*What is required:*
From the listing below, copy each line that contains the string "wooden", treating uppercase and lowercase as distinct.

---- Information given

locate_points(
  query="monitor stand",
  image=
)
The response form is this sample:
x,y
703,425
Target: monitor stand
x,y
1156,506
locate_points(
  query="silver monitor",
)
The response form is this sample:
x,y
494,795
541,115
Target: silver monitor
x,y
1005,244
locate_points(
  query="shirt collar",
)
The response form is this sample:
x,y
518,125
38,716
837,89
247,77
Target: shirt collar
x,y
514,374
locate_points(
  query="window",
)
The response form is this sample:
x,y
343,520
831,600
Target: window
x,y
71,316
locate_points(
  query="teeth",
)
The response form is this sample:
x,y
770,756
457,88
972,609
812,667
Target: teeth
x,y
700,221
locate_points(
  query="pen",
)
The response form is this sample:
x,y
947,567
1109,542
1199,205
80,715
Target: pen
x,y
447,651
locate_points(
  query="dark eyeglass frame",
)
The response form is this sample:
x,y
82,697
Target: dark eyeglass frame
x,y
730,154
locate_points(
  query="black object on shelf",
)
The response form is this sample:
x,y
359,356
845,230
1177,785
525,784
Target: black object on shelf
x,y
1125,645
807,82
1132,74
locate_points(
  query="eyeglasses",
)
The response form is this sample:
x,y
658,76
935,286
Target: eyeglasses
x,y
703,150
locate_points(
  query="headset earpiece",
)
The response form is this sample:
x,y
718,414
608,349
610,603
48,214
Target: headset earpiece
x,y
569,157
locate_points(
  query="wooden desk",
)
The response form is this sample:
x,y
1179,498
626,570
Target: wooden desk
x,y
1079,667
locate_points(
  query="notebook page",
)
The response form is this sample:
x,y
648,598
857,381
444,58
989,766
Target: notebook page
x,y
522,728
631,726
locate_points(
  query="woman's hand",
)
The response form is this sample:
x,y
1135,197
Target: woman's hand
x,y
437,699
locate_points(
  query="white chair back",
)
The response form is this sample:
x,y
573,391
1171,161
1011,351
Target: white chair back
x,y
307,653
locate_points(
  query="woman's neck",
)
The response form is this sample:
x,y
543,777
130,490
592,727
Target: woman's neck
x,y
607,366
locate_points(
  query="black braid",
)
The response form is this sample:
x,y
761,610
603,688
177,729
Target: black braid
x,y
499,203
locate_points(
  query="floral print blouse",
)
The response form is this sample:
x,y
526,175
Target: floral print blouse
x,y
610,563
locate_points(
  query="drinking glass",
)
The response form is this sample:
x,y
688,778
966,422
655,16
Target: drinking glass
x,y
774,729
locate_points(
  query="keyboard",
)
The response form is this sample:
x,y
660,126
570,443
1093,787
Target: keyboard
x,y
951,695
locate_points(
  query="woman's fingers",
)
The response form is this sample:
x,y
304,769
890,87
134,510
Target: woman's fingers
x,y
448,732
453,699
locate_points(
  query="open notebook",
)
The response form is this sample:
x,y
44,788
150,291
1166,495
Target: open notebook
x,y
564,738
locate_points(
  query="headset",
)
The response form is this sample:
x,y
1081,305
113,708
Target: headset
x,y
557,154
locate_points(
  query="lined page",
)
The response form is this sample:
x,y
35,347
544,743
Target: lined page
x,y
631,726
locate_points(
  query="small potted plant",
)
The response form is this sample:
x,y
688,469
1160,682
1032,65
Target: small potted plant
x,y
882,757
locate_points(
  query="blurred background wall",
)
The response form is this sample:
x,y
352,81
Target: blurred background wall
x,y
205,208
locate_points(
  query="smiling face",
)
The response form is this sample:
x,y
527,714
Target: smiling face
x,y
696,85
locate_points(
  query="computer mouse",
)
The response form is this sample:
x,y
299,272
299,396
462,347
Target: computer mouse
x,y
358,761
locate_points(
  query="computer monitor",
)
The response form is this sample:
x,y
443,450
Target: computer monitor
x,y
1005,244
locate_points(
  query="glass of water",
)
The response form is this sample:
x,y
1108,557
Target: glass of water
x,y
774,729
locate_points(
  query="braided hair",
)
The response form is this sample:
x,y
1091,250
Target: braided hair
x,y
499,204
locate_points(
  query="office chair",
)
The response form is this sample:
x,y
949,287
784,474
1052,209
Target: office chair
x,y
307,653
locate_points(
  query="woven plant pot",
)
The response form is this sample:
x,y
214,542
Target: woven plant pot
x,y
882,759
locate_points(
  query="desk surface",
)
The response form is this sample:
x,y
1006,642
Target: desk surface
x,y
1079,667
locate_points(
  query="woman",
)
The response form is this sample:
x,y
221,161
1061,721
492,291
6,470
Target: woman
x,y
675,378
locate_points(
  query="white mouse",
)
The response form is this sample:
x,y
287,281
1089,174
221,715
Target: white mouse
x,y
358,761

--------

*Full output:*
  query="wooden desk",
Target: wooden desk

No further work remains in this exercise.